##### Texte fourni #####
Internationalement, on ne peut ignorer un nouvel engouement pour la dissociation, même s'il est timide au niveau de la psychiatrie française. Redécouverte majeure ou phénomène de mode ? En tous cas, on ne peut nier l'intérêt clinique de la dissociation dans le champ psychotraumatique. Les versions actualisées du DSM-5 (Diagnostic and statistical manual of mental disorders) et de la CIM-11 (Classification statistique internationale des maladies) ont tenu compte des évolutions de la recherche de ces 20 dernières années. Par principe critiqués, surtout en France, les nouveaux tableaux cliniques présentés sont pourtant de nature à faire évoluer les choses. Même si du chemin reste à faire, la dissociation et les troubles dissociatifs ne peuvent plus être ignorés par les psychiatres s'intéressant au psychotraumatisme.
##### Données fournies #####
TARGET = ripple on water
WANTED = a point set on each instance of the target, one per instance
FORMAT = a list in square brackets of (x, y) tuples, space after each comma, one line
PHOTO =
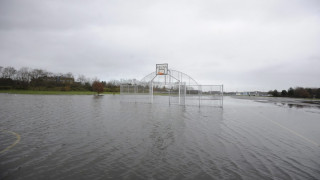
[(82, 137)]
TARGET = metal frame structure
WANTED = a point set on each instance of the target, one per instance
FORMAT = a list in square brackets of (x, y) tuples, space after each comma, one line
[(180, 88)]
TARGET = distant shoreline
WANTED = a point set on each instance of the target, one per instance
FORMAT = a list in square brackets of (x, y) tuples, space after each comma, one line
[(283, 100), (52, 92)]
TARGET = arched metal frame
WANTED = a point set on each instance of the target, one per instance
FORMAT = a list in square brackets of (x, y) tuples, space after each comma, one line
[(178, 86)]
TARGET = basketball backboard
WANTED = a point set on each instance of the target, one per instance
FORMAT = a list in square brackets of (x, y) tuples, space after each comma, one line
[(162, 69)]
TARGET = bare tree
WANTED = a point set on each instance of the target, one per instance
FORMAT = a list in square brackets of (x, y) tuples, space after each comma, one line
[(9, 72)]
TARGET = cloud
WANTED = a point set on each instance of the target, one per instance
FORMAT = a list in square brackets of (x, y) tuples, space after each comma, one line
[(242, 44)]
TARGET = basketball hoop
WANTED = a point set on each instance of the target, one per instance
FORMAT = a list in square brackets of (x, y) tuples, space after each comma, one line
[(162, 69)]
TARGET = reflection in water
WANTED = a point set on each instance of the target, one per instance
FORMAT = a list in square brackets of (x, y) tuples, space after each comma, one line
[(83, 137)]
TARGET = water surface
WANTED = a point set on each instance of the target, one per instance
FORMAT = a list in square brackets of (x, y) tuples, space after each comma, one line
[(83, 137)]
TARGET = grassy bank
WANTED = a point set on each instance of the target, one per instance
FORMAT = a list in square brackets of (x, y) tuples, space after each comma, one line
[(52, 92)]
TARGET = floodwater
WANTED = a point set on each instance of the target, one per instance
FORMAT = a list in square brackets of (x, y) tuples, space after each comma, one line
[(86, 137)]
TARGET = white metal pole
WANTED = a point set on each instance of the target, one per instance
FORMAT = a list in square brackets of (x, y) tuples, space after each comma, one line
[(179, 92)]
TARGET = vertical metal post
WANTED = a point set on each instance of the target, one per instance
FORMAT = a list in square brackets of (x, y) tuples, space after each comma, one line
[(222, 96), (151, 92), (199, 95), (179, 92)]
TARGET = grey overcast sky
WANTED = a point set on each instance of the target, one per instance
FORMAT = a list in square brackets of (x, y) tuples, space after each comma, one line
[(243, 44)]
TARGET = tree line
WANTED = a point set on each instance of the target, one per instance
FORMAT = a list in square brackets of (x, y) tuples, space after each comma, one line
[(298, 92), (27, 78)]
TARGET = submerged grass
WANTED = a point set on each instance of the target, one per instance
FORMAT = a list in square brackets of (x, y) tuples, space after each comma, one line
[(52, 92)]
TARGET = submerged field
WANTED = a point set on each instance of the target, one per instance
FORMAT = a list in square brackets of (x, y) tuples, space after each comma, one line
[(83, 137), (51, 92)]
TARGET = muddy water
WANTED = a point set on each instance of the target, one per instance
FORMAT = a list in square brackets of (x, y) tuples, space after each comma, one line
[(83, 137)]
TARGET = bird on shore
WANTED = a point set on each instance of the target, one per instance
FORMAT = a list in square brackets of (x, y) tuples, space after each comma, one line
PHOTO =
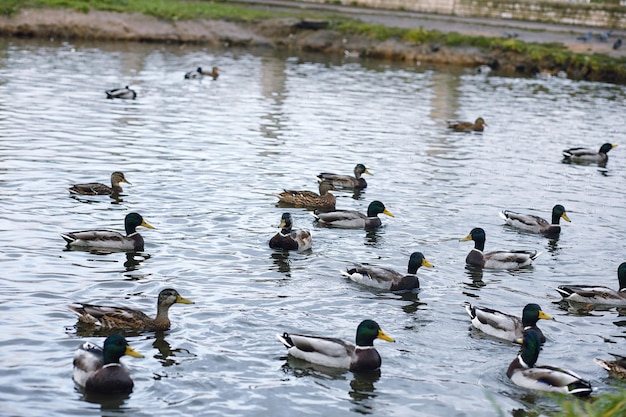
[(289, 239), (347, 181), (507, 326), (501, 259), (124, 92), (352, 219), (108, 239), (387, 278), (127, 318), (99, 370), (336, 353), (536, 224), (524, 372), (96, 188)]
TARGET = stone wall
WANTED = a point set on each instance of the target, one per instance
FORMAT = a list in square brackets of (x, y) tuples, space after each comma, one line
[(555, 11)]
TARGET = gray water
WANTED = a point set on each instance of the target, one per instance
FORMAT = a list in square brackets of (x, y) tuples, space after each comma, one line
#####
- _Ce qui est attendu_
Pouvez-vous reprendre le texte sur la dissociation en commençant par « Internationalement, on ne » et en allant jusqu'à « s'intéressant au psychotraumatisme. », mais en remplaçant « psychiatres » par « cliniciens » ?

- _Résultat ci-dessous_
Internationalement, on ne peut ignorer un nouvel engouement pour la dissociation, même s'il est timide au niveau de la psychiatrie française. Redécouverte majeure ou phénomène de mode ? En tous cas, on ne peut nier l'intérêt clinique de la dissociation dans le champ psychotraumatique. Les versions actualisées du DSM-5 (Diagnostic and statistical manual of mental disorders) et de la CIM-11 (Classification statistique internationale des maladies) ont tenu compte des évolutions de la recherche de ces 20 dernières années. Par principe critiqués, surtout en France, les nouveaux tableaux cliniques présentés sont pourtant de nature à faire évoluer les choses. Même si du chemin reste à faire, la dissociation et les troubles dissociatifs ne peuvent plus être ignorés par les cliniciens s'intéressant au psychotraumatisme.